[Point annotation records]
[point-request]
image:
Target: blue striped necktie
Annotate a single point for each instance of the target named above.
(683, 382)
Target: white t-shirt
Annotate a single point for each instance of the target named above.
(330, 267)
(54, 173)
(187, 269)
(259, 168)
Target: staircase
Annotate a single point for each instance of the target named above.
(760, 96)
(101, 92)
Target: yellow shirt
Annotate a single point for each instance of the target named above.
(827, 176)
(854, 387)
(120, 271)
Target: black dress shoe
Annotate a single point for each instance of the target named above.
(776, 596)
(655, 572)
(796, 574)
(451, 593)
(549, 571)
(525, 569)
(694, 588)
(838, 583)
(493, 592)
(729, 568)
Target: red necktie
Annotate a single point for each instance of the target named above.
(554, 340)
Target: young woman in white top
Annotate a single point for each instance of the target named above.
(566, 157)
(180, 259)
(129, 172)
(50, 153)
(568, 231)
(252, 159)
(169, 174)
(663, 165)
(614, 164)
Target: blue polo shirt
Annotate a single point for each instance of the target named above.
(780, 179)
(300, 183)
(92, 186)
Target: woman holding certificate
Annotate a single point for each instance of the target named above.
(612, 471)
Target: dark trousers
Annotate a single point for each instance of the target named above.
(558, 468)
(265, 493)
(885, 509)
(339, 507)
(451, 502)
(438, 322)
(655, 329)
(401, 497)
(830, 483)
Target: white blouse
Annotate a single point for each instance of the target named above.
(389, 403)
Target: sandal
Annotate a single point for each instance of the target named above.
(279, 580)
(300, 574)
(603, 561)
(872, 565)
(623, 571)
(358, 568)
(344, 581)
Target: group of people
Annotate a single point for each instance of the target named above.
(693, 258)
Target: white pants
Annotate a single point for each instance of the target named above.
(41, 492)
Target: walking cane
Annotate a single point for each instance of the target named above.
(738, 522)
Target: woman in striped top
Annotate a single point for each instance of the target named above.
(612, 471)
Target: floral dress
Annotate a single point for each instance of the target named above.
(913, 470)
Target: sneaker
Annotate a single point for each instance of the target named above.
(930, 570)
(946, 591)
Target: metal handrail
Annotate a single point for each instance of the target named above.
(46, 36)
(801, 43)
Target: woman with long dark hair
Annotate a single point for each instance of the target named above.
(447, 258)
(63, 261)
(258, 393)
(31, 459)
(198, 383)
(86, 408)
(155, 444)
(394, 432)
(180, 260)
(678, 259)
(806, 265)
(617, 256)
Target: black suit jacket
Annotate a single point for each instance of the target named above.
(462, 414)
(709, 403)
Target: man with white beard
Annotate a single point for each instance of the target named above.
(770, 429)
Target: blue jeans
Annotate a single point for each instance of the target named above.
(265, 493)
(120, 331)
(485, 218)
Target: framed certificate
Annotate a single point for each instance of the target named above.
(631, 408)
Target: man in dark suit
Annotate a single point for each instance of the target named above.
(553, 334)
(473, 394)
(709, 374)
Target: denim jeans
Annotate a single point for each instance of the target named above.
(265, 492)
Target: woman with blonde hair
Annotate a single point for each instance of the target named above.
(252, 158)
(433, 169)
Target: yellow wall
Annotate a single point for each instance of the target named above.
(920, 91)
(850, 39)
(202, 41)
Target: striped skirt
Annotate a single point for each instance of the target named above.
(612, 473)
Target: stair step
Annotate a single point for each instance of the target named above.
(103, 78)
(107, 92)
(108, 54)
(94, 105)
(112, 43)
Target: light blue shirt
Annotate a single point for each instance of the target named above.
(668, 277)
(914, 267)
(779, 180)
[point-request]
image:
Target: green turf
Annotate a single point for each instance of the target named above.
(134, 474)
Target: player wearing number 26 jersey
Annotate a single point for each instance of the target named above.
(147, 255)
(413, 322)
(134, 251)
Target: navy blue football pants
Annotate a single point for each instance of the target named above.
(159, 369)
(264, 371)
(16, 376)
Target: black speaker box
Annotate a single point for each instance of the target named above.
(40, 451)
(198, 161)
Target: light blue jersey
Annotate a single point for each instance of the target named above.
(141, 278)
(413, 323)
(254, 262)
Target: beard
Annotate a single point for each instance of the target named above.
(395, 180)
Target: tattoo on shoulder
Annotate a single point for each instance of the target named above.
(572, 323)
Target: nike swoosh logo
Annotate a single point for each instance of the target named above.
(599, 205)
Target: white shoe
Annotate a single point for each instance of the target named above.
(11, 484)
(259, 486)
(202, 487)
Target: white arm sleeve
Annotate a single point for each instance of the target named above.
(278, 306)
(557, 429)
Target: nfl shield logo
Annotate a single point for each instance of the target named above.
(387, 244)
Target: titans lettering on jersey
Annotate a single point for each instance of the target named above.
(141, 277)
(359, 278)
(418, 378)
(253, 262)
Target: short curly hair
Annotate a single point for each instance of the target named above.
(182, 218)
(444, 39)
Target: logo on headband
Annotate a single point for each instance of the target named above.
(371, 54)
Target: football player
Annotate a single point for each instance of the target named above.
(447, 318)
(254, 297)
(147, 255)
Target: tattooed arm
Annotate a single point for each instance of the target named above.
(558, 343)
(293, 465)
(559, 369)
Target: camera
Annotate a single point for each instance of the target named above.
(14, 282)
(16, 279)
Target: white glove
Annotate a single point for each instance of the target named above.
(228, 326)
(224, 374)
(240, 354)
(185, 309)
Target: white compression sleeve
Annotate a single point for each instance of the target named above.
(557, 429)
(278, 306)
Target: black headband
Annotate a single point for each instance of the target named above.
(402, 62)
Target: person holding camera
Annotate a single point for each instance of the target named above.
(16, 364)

Set problem
Present every line of the entries above as a JSON list of strings, with one string per line and blank lines omitted.

Result below
[
  "[point-request]",
  "image:",
  "Target: blue striped necktie",
  "Annotate a single point for each instance of the target named above.",
  "(683, 382)",
  "Target: white t-shirt",
  "Annotate a single point for each instance of the target named above.",
  "(330, 267)",
  "(54, 173)",
  "(187, 269)",
  "(259, 168)",
  "Target: staircase",
  "Annotate a single point for each instance of the target named above.",
  "(760, 96)",
  "(101, 92)",
  "Target: yellow shirt",
  "Annotate a single point for each instance of the target named above.",
  "(827, 176)",
  "(854, 387)",
  "(120, 271)",
  "Target: black dress shoe",
  "Annotate a single point for each instance of the target named above.",
  "(776, 596)",
  "(655, 572)",
  "(796, 574)",
  "(451, 593)",
  "(549, 571)",
  "(525, 569)",
  "(694, 588)",
  "(838, 583)",
  "(493, 592)",
  "(729, 568)",
  "Target: red necktie",
  "Annotate a single point for each instance of the target named above.",
  "(554, 340)",
  "Target: young woman in white top",
  "Annotate a single point for each instance of the target named above.",
  "(566, 157)",
  "(180, 259)",
  "(129, 172)",
  "(50, 153)",
  "(568, 231)",
  "(252, 159)",
  "(169, 174)",
  "(663, 165)",
  "(614, 164)",
  "Target: blue polo shirt",
  "Annotate a single point for each instance of the target named above.",
  "(780, 179)",
  "(300, 183)",
  "(92, 186)",
  "Target: woman holding certificate",
  "Annotate a single point for each instance of the target named above.",
  "(612, 471)",
  "Target: dark trousers",
  "Annotate a single point for each instance of the target named above.",
  "(558, 468)",
  "(265, 493)",
  "(885, 509)",
  "(339, 507)",
  "(451, 502)",
  "(438, 322)",
  "(655, 329)",
  "(401, 497)",
  "(830, 483)",
  "Target: white blouse",
  "Annotate a single point for each instance of the target named above.",
  "(389, 403)",
  "Target: sandal",
  "Annotate a single point for each instance of the target named above.",
  "(279, 580)",
  "(300, 574)",
  "(603, 561)",
  "(872, 565)",
  "(623, 571)",
  "(358, 568)",
  "(344, 581)",
  "Target: group of people",
  "Annotate a single point for each instance of the target named above.",
  "(693, 258)",
  "Target: white pants",
  "Annotate a single point for each instance of the target named above.",
  "(41, 492)",
  "Target: walking cane",
  "Annotate a single point for each instance of the target named above.",
  "(738, 522)",
  "Target: woman in striped top",
  "Annotate a single point for each instance of the target named above.",
  "(612, 471)",
  "Target: floral dress",
  "Annotate a single point for each instance of the target named above.",
  "(913, 470)",
  "Target: sneaker",
  "Annotate a single point for each instance of the target named above.",
  "(930, 570)",
  "(946, 591)",
  "Target: metal handrail",
  "Annotate a single point for each instance of the target named above.",
  "(46, 36)",
  "(801, 43)",
  "Target: woman with long dark hair",
  "Annotate a single point for each instance of the target named above.",
  "(447, 258)",
  "(63, 261)",
  "(258, 393)",
  "(31, 459)",
  "(198, 383)",
  "(86, 408)",
  "(155, 444)",
  "(394, 432)",
  "(180, 260)",
  "(678, 259)",
  "(806, 265)",
  "(617, 256)",
  "Target: black suit jacket",
  "Annotate a single point for each instance of the target named above.",
  "(462, 414)",
  "(709, 403)",
  "Target: man with white beard",
  "Annotate a single point for each instance of the target named above.",
  "(770, 429)",
  "Target: blue jeans",
  "Annotate a single point for each instance of the target named above.",
  "(265, 493)",
  "(120, 331)",
  "(485, 218)",
  "Target: framed certificate",
  "Annotate a single point for each instance of the target named above.",
  "(631, 408)",
  "Target: man in dark suit",
  "Annotate a single point for each instance of the target named above.",
  "(553, 334)",
  "(473, 394)",
  "(709, 374)",
  "Target: denim jeans",
  "Annotate a single point for each instance of the target named above.",
  "(265, 492)",
  "Target: woman with blonde hair",
  "Annotate a single point for each instance of the target named above.",
  "(252, 158)",
  "(433, 169)",
  "Target: yellow wall",
  "Annotate a single point for each instance of the target named above.",
  "(920, 91)",
  "(850, 39)",
  "(202, 41)",
  "Target: striped skirt",
  "Annotate a single point for each instance of the target named above.",
  "(612, 473)",
  "Target: stair step",
  "Annotate a single point for each instance of the target named above.",
  "(103, 78)",
  "(107, 92)",
  "(108, 54)",
  "(94, 105)",
  "(112, 43)",
  "Target: light blue shirt",
  "Annotate a single point for each instance of the target named above.",
  "(668, 277)",
  "(914, 267)",
  "(779, 180)",
  "[point-request]",
  "image:",
  "Target: green turf",
  "Annotate a single point for each instance of the target named above.",
  "(134, 474)",
  "Target: player wearing number 26 jersey",
  "Annotate a single point for each instance of the target named above.",
  "(147, 255)",
  "(413, 322)",
  "(134, 251)",
  "Target: navy blue football pants",
  "Annotate a single point for each instance of the target named above.",
  "(159, 369)",
  "(264, 371)",
  "(16, 376)",
  "Target: black speaker box",
  "Annotate a single point for each instance of the target named above.",
  "(40, 451)",
  "(198, 161)",
  "Target: light blue jersey",
  "Annotate a single point for each instance of the target named above.",
  "(141, 278)",
  "(413, 323)",
  "(254, 262)",
  "Target: beard",
  "Annotate a single point for each instance of the target named above.",
  "(395, 180)",
  "Target: tattoo on shoulder",
  "Annotate a single point for each instance of the target named above.",
  "(572, 323)",
  "Target: nike swoosh logo",
  "Annotate a single point for each instance of the target named above.",
  "(599, 205)",
  "Target: white shoe",
  "Annotate a single point for each instance of the target named above.",
  "(11, 484)",
  "(259, 486)",
  "(202, 487)",
  "Target: white arm sleeve",
  "Annotate a single point for each instance of the target named above.",
  "(278, 306)",
  "(557, 429)",
  "Target: nfl shield logo",
  "Annotate a single point for each instance of the target named above.",
  "(387, 244)",
  "Target: titans lettering on jersey",
  "Annotate a single point for each instance of the target named above.",
  "(141, 277)",
  "(359, 278)",
  "(418, 378)",
  "(253, 262)",
  "Target: short curly hair",
  "Annotate a single point for each instance of the target named above.",
  "(182, 218)",
  "(444, 39)",
  "Target: logo on headband",
  "Annotate a single point for each instance of the target named above.",
  "(371, 54)",
  "Target: football player",
  "Annotate a single point for each instance of the target named above.",
  "(447, 318)",
  "(254, 297)",
  "(147, 255)",
  "Target: tattooed arm",
  "Annotate a single point for each instance of the target named above.",
  "(558, 343)",
  "(293, 465)",
  "(559, 369)",
  "Target: camera",
  "Annotate a single point for each instance of the target named above.",
  "(14, 282)",
  "(16, 279)",
  "Target: white glove",
  "Annotate a single point for each instance of the target named above.",
  "(228, 326)",
  "(224, 374)",
  "(240, 354)",
  "(185, 309)",
  "Target: white compression sleeve",
  "Annotate a single point for each instance of the target named above.",
  "(557, 429)",
  "(278, 306)",
  "Target: black headband",
  "Annotate a single point for each instance of the target named above.",
  "(402, 62)",
  "Target: person holding camera",
  "Annotate a single point for each instance of the target named above.",
  "(16, 364)"
]